## Selected excerpt
- - -

She was an in-house appointment, which was a mistake.  Word on the street is that the government has acknowledged that the post of Director of Public Prosecutions is not one for intellectual pygmies, so the search for the next director will cast a wide net.  It’s a thankless task, so I cannot see many heavyweight legal luminaries putting their names forward.  And before you ask, no, I have no intention of supping from the poisoned chalice.

There is much work to be done, and little time to restore damaged reputations.  So my strong advice to Ms. Saunders in the remaining 6 months, say and do as little as possible to preserve your publicly funded and very generous pension.

FAIR PLAY

Miscarriages of justice are suddenly front page news. Two in particular are worthy of comment. Terry Gilfoyle has spent 17 years in prison for the murder of his wife, and now Sean Hodgson, who has spent nearly 3o years in prison for the murder of a girl back in 1979. The third, known as the Cardiff Three, has led to the arrest of several police officers for perverting the course of public justice, and in December last year, three witnesses at the original trial back in 1990 were convicted of perjury. In their case, they spent a mere 2 years in prison before their convictions were quashed by the Court of Appeal.

- - -

## Information provided
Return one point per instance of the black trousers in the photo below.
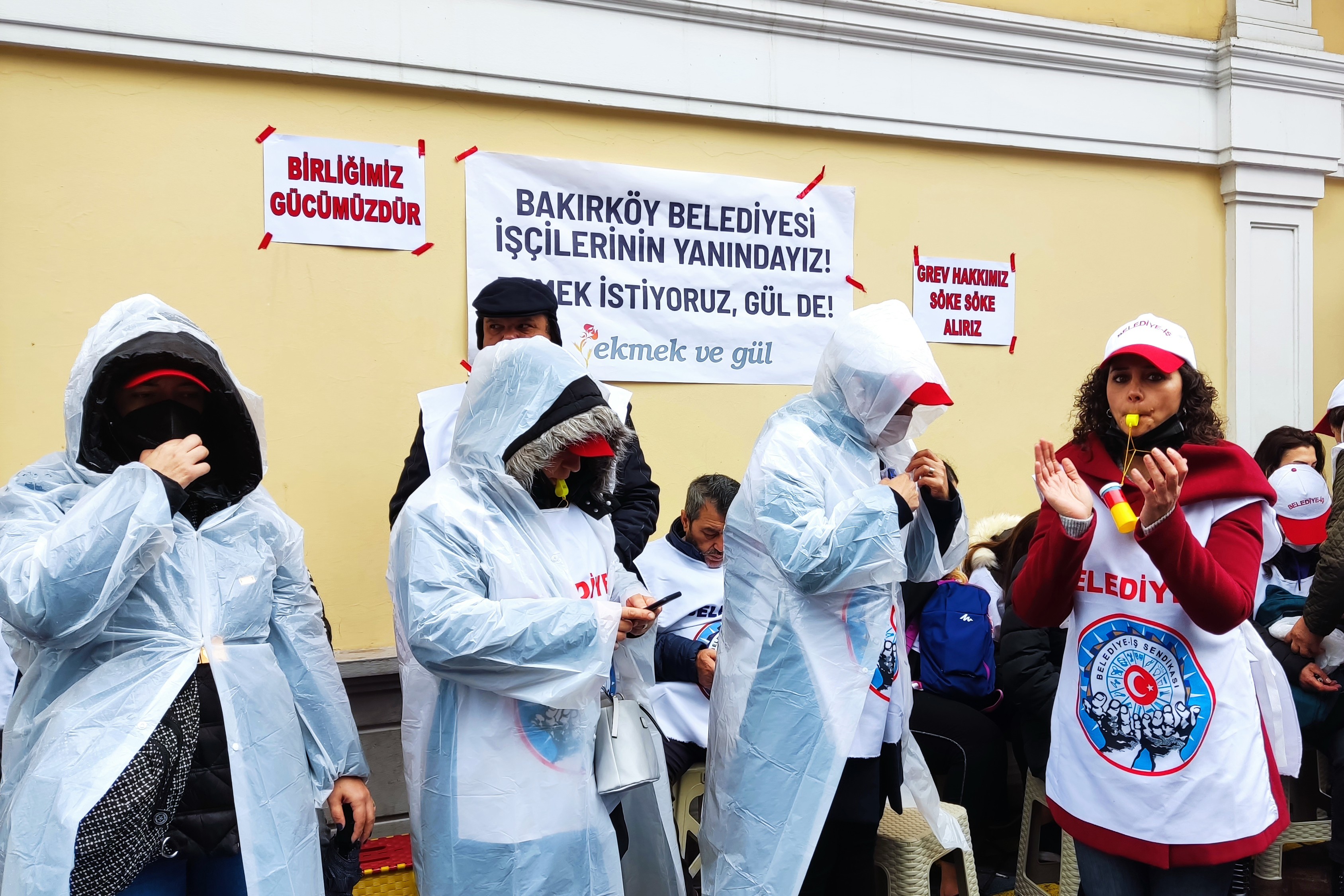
(681, 755)
(1336, 754)
(842, 863)
(968, 747)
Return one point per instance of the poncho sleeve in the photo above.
(65, 574)
(542, 649)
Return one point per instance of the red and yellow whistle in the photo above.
(1120, 510)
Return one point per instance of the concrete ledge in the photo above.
(373, 661)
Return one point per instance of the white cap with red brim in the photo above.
(1303, 506)
(1336, 401)
(1166, 346)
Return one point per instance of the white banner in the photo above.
(343, 193)
(957, 300)
(667, 276)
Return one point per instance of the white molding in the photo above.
(1269, 319)
(912, 69)
(1287, 22)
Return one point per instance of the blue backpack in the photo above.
(956, 643)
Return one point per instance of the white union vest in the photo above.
(1156, 729)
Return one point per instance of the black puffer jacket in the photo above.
(206, 823)
(1029, 668)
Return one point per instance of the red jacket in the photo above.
(1215, 585)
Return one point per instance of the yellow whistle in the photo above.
(1120, 510)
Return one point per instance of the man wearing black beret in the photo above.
(519, 308)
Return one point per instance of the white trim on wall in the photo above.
(912, 69)
(1268, 115)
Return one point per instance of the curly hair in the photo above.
(1203, 425)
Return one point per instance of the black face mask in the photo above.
(1170, 434)
(148, 428)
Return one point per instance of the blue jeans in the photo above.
(1107, 875)
(190, 878)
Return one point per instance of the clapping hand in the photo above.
(1166, 476)
(1060, 484)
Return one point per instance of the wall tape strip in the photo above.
(815, 182)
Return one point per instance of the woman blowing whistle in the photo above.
(1160, 767)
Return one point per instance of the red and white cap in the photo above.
(1164, 344)
(1303, 504)
(1336, 401)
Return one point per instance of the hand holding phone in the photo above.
(662, 601)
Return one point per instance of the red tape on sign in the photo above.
(815, 182)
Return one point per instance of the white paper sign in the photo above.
(669, 276)
(957, 300)
(343, 193)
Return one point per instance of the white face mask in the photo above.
(894, 432)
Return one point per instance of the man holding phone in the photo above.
(690, 561)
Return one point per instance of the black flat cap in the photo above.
(515, 297)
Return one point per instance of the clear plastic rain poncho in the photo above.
(815, 557)
(506, 667)
(113, 601)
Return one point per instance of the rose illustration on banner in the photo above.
(589, 336)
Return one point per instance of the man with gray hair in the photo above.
(689, 559)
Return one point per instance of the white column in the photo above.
(1275, 21)
(1269, 299)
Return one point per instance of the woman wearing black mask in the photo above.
(1160, 766)
(180, 711)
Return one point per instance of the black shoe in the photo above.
(1242, 871)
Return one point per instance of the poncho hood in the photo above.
(140, 335)
(529, 399)
(875, 362)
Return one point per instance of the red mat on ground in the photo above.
(386, 853)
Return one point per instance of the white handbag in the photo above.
(626, 754)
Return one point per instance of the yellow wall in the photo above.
(1328, 300)
(1186, 18)
(121, 178)
(1328, 19)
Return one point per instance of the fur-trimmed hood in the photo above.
(597, 473)
(986, 530)
(529, 399)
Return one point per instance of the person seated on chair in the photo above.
(689, 559)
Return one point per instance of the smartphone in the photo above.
(659, 604)
(343, 841)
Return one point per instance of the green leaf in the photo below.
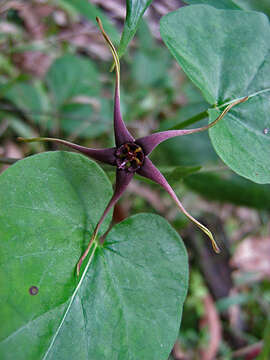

- - -

Reproduce word for word the part of the commentary above on public prosecutions and miscarriages of justice that opens with "There is much" and closes with "very generous pension.".

There is much work to be done, and little time to restore damaged reputations.  So my strong advice to Ms. Saunders in the remaining 6 months, say and do as little as possible to preserve your publicly funded and very generous pension.